:: Data listing ::
————————

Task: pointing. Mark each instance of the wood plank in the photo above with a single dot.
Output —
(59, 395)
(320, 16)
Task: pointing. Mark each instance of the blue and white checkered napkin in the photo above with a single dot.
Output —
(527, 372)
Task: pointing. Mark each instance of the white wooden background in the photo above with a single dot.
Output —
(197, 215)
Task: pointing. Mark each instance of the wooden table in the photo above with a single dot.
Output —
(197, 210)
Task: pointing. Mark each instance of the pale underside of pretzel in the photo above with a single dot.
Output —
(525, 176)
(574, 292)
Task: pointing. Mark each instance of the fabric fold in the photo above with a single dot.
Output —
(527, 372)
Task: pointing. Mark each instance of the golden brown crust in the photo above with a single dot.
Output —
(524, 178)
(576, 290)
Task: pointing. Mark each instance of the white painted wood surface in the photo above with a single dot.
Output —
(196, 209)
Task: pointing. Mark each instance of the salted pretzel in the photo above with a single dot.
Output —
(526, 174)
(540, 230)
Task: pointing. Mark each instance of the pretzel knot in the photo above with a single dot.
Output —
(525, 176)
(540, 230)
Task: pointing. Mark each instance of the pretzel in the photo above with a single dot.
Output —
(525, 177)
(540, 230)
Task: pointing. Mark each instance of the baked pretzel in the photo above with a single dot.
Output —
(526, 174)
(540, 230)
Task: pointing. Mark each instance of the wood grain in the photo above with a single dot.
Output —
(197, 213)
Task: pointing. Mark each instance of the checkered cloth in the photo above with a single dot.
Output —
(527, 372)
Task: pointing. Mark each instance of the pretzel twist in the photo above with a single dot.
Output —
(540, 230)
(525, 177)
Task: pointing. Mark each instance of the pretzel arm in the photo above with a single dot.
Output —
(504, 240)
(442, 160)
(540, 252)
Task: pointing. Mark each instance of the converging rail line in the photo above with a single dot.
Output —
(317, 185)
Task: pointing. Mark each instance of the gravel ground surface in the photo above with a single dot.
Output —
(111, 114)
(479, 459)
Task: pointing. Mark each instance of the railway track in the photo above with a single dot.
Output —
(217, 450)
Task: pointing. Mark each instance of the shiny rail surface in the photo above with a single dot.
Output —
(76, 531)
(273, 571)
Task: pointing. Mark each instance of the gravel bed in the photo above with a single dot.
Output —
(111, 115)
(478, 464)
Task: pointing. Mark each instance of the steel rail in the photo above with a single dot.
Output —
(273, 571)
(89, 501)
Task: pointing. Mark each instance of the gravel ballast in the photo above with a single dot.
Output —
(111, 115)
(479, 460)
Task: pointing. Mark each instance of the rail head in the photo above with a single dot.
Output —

————————

:: Task requirements ::
Shift every coordinate in the answers by -26 and write out all lines from the one holding "Task: pointing. Mark each instance of the checkered" through the end of the items, inclusive. Keep every other line, including the item wording, unchanged.

:: Output of the exercise ::
Task: pointing. Mark each instance of the checkered cloth in the photo above with a single dot.
Output —
(501, 346)
Task: pointing. Mark each instance of the pretzel twist in the photo above with a single dot.
Output —
(514, 204)
(499, 151)
Task: pointing. Mark each instance of the pretzel arm in the photo above with a single dot.
Output —
(478, 214)
(416, 134)
(514, 226)
Task: pointing. Mark each instance of the converging rail line in the photo above with a single dot.
Output —
(291, 159)
Task: pointing. Mark each instance of the gravel ground surface in the photo above with a single dot.
Output —
(85, 88)
(453, 433)
Task: pointing. Mark each instance of the railway track in the photo above with a single dot.
Output —
(191, 424)
Task: pointing. Mark each instance of the shiny rail surface in the photo above with a single dot.
Output —
(50, 505)
(247, 545)
Task: pointing. Mark each instance of the gravel bed in the photo above with a single dot.
Output —
(85, 89)
(452, 438)
Task: pointing. Mark each instance of the steel rail in the photo above with a single dot.
Output —
(247, 545)
(63, 475)
Task: pointing. Mark each instance of the gravel ballast in the photo above with a single dot.
Output —
(85, 89)
(453, 434)
Task: pointing. Mark each instance of the rail head in the photo above with a single dot.
Output —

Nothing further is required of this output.